MATERIAL PROVIDED:
*****

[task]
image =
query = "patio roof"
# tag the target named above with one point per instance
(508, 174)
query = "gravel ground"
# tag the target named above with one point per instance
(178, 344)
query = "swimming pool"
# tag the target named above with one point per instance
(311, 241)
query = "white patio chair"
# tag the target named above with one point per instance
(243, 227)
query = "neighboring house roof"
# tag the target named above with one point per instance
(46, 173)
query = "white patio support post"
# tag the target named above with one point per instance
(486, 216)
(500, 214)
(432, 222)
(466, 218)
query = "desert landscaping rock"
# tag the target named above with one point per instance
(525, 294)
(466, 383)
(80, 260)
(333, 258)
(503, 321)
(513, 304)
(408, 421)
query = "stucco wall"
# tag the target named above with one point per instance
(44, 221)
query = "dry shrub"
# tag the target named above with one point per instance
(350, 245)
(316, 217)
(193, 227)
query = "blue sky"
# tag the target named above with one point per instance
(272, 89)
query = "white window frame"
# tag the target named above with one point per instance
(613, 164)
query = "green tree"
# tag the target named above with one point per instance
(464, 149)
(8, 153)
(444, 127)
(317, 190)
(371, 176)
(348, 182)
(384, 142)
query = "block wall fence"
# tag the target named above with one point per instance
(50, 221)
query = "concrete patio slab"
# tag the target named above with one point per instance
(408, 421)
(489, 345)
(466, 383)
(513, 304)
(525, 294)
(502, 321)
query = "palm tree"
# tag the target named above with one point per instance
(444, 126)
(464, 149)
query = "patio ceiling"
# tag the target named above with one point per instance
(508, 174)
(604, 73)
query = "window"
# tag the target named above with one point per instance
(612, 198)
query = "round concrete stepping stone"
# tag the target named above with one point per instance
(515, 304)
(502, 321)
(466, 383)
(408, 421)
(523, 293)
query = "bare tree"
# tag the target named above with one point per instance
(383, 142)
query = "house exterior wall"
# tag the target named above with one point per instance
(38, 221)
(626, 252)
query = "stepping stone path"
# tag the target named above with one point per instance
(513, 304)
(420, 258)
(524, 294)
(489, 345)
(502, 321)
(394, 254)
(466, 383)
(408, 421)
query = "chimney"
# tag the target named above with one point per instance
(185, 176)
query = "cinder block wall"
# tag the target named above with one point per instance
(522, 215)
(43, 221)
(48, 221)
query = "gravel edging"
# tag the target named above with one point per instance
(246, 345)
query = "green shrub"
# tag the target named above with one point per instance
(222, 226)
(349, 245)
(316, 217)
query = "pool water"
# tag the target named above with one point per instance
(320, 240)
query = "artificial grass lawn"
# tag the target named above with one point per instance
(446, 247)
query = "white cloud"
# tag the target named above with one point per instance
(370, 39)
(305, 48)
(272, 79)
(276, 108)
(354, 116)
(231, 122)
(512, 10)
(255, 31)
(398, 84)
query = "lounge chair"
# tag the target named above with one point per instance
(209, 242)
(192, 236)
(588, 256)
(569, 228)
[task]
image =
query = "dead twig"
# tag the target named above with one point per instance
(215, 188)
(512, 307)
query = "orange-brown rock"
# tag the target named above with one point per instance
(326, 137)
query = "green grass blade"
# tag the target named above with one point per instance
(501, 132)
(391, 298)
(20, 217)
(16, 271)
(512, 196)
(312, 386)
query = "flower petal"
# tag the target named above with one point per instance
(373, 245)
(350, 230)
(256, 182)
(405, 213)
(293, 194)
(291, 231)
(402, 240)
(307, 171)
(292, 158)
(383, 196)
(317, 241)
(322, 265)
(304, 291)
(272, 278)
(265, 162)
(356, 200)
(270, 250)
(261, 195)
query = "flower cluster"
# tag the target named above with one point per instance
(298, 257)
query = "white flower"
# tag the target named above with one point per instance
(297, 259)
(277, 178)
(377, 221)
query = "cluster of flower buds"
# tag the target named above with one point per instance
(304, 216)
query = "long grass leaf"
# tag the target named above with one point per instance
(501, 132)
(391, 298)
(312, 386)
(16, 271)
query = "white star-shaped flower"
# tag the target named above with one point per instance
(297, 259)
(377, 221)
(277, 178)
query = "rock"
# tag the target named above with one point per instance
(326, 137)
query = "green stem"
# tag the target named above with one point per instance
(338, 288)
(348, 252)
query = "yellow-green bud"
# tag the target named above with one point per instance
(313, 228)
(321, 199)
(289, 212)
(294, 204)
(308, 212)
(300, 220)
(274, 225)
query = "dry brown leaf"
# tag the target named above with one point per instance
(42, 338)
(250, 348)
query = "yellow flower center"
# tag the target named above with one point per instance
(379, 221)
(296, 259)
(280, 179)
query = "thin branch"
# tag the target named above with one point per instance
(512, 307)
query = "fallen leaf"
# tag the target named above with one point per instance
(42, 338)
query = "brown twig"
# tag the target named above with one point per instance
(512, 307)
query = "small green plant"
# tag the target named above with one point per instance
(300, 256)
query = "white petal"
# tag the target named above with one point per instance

*****

REQUIREMENT:
Whenever a line of the data includes "grass", copy that line.

THE COMPLETED TASK:
query = "artificial grass lawn"
query = "green grass blade"
query = "long grass leaf"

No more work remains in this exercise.